Within this listing, how many lines include the word "tree"? Only the number should be given.

## EXTRACTED MATERIAL
+-------+
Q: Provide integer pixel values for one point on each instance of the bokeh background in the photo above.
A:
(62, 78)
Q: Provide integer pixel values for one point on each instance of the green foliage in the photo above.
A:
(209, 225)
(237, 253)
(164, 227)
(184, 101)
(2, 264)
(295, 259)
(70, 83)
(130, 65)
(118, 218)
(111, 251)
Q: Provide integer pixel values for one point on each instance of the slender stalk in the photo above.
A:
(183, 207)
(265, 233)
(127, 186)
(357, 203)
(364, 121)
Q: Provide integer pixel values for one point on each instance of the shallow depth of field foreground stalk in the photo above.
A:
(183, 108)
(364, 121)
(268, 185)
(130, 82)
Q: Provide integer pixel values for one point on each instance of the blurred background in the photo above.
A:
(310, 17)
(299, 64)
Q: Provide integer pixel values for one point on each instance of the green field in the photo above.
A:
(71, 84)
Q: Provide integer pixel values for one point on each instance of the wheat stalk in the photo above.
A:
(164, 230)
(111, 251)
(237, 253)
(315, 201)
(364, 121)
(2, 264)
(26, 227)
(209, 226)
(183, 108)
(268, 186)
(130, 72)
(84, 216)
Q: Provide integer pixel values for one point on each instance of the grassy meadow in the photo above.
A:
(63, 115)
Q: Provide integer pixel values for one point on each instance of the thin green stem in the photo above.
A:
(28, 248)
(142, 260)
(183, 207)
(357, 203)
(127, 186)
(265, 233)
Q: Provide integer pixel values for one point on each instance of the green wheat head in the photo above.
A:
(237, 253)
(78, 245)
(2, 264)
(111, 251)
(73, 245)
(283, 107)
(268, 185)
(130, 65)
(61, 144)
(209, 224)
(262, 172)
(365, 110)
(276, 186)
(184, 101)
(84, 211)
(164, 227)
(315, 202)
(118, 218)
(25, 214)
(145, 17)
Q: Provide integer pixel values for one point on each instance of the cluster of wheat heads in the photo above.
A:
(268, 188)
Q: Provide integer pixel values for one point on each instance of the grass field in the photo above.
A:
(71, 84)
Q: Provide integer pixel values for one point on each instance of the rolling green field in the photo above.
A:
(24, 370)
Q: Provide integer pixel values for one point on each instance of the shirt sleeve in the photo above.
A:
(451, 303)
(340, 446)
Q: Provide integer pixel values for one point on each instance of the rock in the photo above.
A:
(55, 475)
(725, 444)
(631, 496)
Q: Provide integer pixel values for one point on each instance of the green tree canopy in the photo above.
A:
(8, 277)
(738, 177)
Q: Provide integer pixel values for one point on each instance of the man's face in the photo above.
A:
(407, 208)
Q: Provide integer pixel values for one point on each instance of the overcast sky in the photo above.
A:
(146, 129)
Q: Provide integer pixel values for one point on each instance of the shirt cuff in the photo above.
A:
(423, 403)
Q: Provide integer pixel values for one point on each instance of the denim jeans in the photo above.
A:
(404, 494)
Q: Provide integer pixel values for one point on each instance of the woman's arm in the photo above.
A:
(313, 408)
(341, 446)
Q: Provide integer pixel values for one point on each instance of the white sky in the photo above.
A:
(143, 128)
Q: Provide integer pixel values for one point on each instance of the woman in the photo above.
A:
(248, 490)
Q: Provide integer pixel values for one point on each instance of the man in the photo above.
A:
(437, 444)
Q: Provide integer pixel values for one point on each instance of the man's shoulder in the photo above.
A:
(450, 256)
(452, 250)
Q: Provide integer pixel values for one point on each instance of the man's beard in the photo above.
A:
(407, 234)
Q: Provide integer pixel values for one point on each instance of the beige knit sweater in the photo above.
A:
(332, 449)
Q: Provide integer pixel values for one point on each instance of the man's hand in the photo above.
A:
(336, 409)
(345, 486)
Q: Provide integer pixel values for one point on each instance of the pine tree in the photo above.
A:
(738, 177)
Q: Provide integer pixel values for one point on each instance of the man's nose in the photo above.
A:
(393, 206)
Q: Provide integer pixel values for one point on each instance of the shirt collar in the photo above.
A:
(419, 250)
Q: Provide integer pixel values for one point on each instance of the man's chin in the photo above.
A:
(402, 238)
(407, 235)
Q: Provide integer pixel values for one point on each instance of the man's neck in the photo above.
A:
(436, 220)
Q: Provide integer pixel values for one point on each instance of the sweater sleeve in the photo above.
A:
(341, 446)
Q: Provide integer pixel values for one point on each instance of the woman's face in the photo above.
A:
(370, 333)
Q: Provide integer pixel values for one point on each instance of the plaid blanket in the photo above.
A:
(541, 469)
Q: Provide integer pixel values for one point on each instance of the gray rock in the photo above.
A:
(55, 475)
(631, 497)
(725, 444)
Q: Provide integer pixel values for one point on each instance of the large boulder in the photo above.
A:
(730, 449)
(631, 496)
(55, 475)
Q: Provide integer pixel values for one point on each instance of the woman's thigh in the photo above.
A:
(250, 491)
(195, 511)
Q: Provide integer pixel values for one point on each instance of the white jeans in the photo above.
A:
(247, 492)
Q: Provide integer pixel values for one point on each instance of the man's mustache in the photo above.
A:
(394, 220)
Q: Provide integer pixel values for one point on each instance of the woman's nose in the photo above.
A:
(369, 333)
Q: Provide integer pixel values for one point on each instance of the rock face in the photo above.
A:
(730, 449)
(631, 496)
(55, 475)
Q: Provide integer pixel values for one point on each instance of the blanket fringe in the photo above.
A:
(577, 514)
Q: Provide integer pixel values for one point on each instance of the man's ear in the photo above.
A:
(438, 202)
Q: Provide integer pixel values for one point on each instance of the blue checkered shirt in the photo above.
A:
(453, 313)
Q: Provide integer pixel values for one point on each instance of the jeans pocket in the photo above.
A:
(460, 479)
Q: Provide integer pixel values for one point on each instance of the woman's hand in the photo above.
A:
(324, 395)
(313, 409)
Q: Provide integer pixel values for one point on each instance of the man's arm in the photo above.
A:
+-------+
## TASK RESULT
2